§ **THE TASK**
Emit a verbatim copy of the lines below from the line with "# point at: white" through the line with "Target: white soccer ball", excluding pictures and everything outside that range.

§ **DATA TO USE**
------
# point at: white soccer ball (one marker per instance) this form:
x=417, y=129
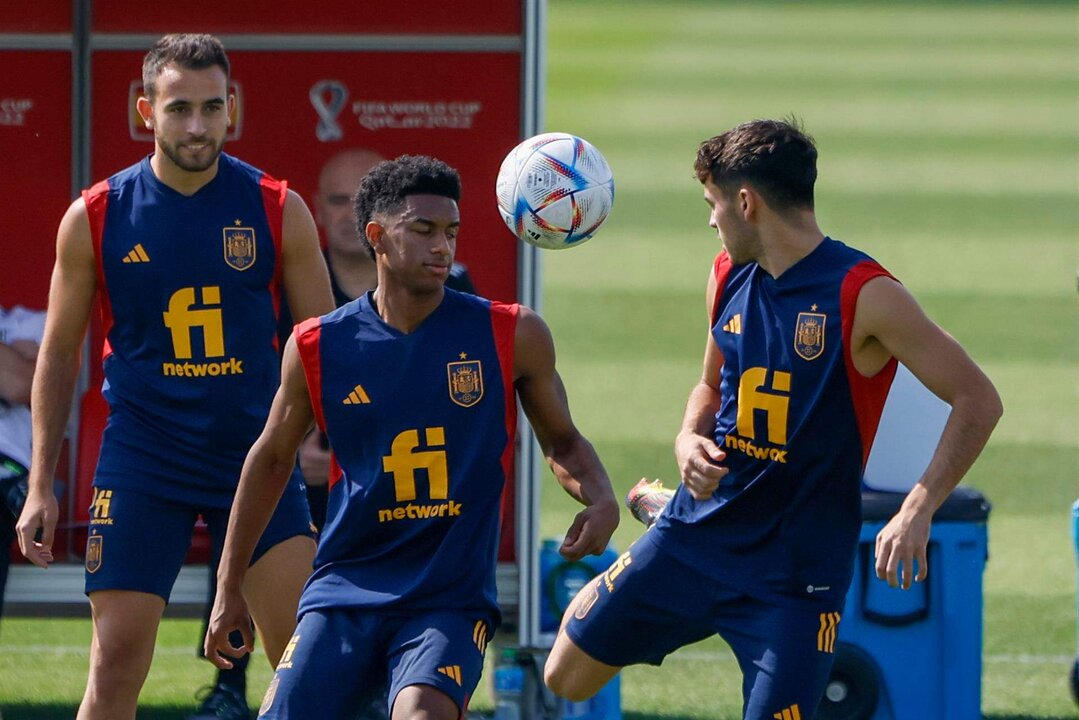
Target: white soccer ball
------
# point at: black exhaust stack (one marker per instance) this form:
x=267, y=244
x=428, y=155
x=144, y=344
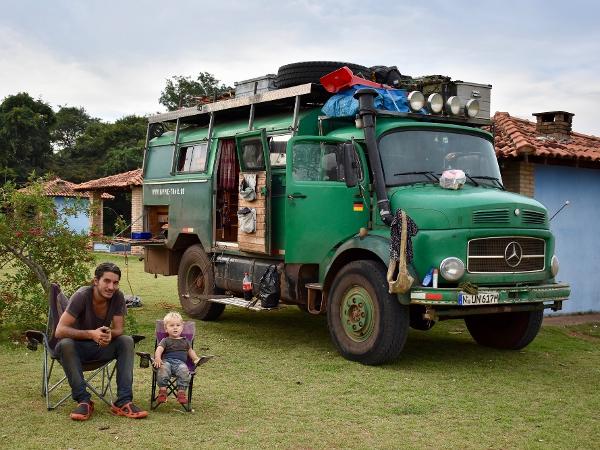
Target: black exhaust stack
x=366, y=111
------
§ **RESULT FOR THIS EXERCISE**
# point at: white soccer ball (one marker per instance) this form:
x=417, y=129
Target: white soccer ball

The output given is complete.